■ Task requirements
Please transcribe the listing below in full and word for word, without its pictures.

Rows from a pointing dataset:
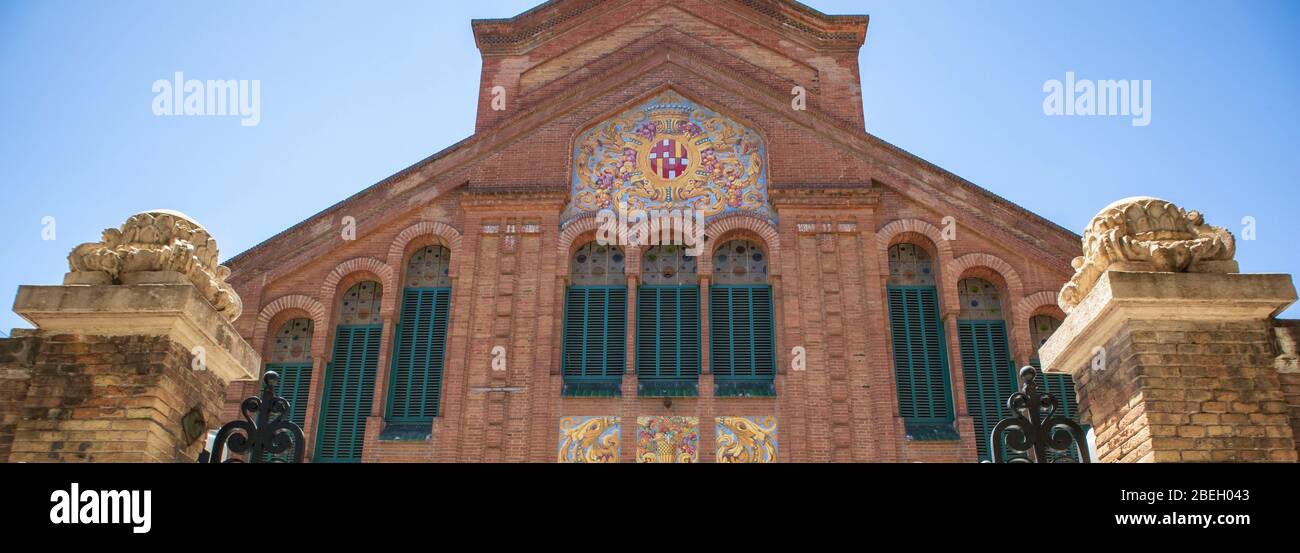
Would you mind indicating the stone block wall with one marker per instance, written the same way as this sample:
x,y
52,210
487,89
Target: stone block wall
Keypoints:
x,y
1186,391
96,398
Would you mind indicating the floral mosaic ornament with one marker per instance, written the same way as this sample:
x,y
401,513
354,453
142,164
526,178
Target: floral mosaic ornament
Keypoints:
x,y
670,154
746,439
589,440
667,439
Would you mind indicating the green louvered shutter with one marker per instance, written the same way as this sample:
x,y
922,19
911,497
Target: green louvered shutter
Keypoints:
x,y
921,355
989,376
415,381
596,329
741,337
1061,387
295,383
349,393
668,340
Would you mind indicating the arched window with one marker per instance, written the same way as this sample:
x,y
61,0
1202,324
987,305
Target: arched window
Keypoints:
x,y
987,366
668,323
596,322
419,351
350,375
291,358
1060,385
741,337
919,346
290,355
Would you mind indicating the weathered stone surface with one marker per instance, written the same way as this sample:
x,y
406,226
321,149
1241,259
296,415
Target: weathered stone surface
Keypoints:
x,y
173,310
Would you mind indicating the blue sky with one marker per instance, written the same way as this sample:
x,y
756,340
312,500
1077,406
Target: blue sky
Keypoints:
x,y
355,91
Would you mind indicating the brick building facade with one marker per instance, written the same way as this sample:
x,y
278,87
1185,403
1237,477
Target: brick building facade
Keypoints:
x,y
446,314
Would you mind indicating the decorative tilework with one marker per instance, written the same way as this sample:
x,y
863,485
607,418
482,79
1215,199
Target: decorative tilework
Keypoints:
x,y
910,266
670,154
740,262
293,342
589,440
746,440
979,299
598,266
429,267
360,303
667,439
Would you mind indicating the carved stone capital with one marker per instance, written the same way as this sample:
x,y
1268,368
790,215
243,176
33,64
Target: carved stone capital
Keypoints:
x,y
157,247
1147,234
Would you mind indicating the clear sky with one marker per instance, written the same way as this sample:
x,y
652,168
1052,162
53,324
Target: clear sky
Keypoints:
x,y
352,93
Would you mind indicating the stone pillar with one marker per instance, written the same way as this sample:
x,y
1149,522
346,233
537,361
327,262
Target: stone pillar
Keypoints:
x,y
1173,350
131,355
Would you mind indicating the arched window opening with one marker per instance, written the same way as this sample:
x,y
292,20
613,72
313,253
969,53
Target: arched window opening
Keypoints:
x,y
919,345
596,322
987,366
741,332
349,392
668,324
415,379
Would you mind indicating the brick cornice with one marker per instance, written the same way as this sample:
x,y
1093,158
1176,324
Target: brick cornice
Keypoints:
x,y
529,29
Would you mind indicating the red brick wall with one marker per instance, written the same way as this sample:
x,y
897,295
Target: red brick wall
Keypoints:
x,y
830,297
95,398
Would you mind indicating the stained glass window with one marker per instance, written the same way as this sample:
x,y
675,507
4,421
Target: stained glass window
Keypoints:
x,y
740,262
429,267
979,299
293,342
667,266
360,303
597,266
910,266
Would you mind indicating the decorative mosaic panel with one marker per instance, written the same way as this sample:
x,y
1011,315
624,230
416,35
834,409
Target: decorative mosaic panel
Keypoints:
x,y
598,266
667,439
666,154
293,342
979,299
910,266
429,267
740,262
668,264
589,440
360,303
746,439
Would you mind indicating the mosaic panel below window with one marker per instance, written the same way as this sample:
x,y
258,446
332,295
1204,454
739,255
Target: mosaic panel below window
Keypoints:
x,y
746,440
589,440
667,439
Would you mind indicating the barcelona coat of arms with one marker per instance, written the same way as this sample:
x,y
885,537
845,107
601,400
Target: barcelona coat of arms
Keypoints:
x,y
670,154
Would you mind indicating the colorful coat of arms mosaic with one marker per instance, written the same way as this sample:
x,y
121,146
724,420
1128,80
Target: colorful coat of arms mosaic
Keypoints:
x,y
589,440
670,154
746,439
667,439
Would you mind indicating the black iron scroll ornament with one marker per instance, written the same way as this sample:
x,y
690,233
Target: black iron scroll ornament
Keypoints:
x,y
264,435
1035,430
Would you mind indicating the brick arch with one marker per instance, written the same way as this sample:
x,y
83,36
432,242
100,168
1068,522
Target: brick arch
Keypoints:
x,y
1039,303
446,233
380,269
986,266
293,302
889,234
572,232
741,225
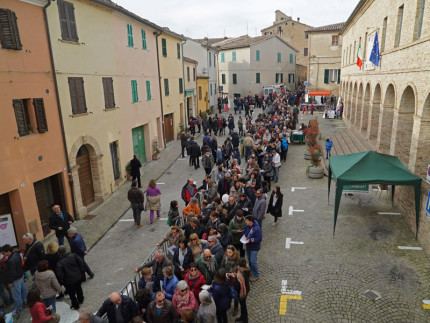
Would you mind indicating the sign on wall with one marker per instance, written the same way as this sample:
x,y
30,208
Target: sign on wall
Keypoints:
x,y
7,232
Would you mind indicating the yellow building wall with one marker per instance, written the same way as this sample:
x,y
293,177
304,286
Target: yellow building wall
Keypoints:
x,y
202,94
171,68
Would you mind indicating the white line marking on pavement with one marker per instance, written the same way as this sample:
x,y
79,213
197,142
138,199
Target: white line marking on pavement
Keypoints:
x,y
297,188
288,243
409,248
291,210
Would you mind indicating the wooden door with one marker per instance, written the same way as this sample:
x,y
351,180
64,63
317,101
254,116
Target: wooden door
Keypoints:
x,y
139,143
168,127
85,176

■ Full output
Would you mind indicating the stone block wall with one marker per instance, written the same way as this sample:
x,y
52,210
487,89
Target: stone block wall
Keypoints:
x,y
1186,391
96,398
Would you mind indicating the floral mosaic ornament with one marker per instance, written the same way as this sample:
x,y
401,513
354,453
142,164
526,178
Target: floral mosaic ornament
Keypoints:
x,y
670,154
746,439
589,440
667,439
Would you mind indicating the green louvered shutter with one marker per instance, written the same way as this sample:
x,y
922,19
911,497
Target: green louvered shutter
Keypoints:
x,y
921,355
989,376
415,381
596,329
741,337
1061,387
295,383
349,393
668,340
Would you mind indicating the arched window with one marker per instance, written the same way as this sample:
x,y
61,0
1202,324
987,305
Target: arched window
Keypoints:
x,y
987,366
668,323
596,322
419,351
350,375
291,358
1060,385
741,337
919,346
290,355
Would you mind indicating the weathered stone surface with one marker per instance, written the same way as this sample:
x,y
406,226
321,149
1241,259
296,415
Target: weathered stone surface
Keypoints:
x,y
173,310
Would you mind indicating the blue sky with one marker per instance, written the same way as this sample:
x,y
756,340
312,500
1077,406
Target: blue sky
Keypoints:
x,y
355,91
Would you mind indicating the brick building facade with one marker per instance, written the same way as this sample:
x,y
278,87
1185,403
1237,477
Target: brick building facade
Keypoints:
x,y
446,314
Would you mind indicating the decorative tilework with one marker per instance, written the same way as this sample:
x,y
863,485
607,418
482,79
1215,199
Target: decorative tilework
Keypoints:
x,y
910,266
670,154
740,262
293,342
589,440
746,440
979,299
598,266
429,267
360,303
667,439
Would you mind indicating the carved stone capital with one marker per instance, written the same way as this sample:
x,y
1268,368
790,215
243,176
33,64
Target: carved stone capital
Keypoints:
x,y
157,247
1147,234
Would you mind indicating the clear sky with one marker per instance, written the same way as this sample:
x,y
652,168
1052,162
53,324
Target: clear sky
Keypoints:
x,y
352,93
Would you mind indicating the stone pillar with one marker per instance, written the same way as this sample:
x,y
1149,522
346,233
537,361
327,262
Target: stone pillar
Keypoints:
x,y
1173,350
131,355
Would you mind indicating the arched window opening with one marker per instance, written the same way as this sample:
x,y
292,20
613,72
313,253
969,53
Target: arched window opening
Keypoints:
x,y
919,345
596,322
987,366
741,332
349,392
668,324
415,379
Would you mind indicating the brick cornice with one marker per instance, written the same way as this sample:
x,y
1093,158
1176,324
Target: brick cornice
Keypoints:
x,y
529,29
Would you mind indicating the red brick wall with one marker per instance, written the same way as this sample:
x,y
897,295
Target: red brick wall
Keypoints:
x,y
830,297
95,398
Would you mind indicating the stained glass window with one marker per instance, written the same way as this sample:
x,y
675,507
4,421
Target: stained glass window
Keypoints:
x,y
740,262
429,267
979,299
293,342
667,266
360,303
597,266
910,266
Would you mind indicating the decorative mosaic panel with one marker per instance, written the same way as this sample:
x,y
1011,315
624,230
416,35
834,409
Target: decorative mosaic panel
Keypoints:
x,y
598,266
667,439
666,154
293,342
979,299
910,266
429,267
740,262
668,264
589,440
360,303
746,439
Would you mind indicating the mosaic panel below window with one marker per instance, written the same way as this sample:
x,y
258,446
332,295
1204,454
739,255
Target: mosaic panel below window
Keypoints:
x,y
746,440
589,440
667,439
Would you mind indicating the barcelona coat of arms with one marker per instance, written the same way as this sample:
x,y
885,537
845,107
601,400
Target: barcelona coat of arms
Keypoints:
x,y
670,154
Would you mind indicating the colorful coat of arms mosaic with one marker per instance, written the same way as this sample:
x,y
121,146
724,420
1128,80
Target: colorful coat of arms mosaic
Keypoints:
x,y
589,440
670,154
746,439
667,439
Would you mind indicating the black iron scroll ornament with one marker per instance, written the same way as this sample:
x,y
690,233
Target: black iron scroll ornament
Keypoints:
x,y
264,435
1035,430
Would you mind indicating the brick arch with one marker per instance, written the same way as this sample:
x,y
83,36
432,242
100,168
1068,522
Target: brick arch
Keypoints:
x,y
1039,303
446,233
380,269
986,266
293,302
889,234
572,232
741,225
Would you mind indicating the sign on wall with one marker per instance, written the same way as this sample:
x,y
30,208
Target: sign on wall
Keypoints:
x,y
7,232
Would you mind indicating the yellow building wall with one marker per instance, written the same way as this sample:
x,y
293,177
304,286
Target: yellow building wall
Keypoints:
x,y
202,94
171,68
Would you mind indicating the white line marking on pavement with one marker per instance, written the same way as this sample:
x,y
79,213
197,142
138,199
Target: white line marking on pavement
Keypoints:
x,y
297,188
288,243
409,248
291,210
Would you mind indicating the wooden door with one marker per instance, written the same way as this sample:
x,y
351,180
64,63
317,101
254,116
Target: wooden door
Keypoints:
x,y
139,143
168,127
85,176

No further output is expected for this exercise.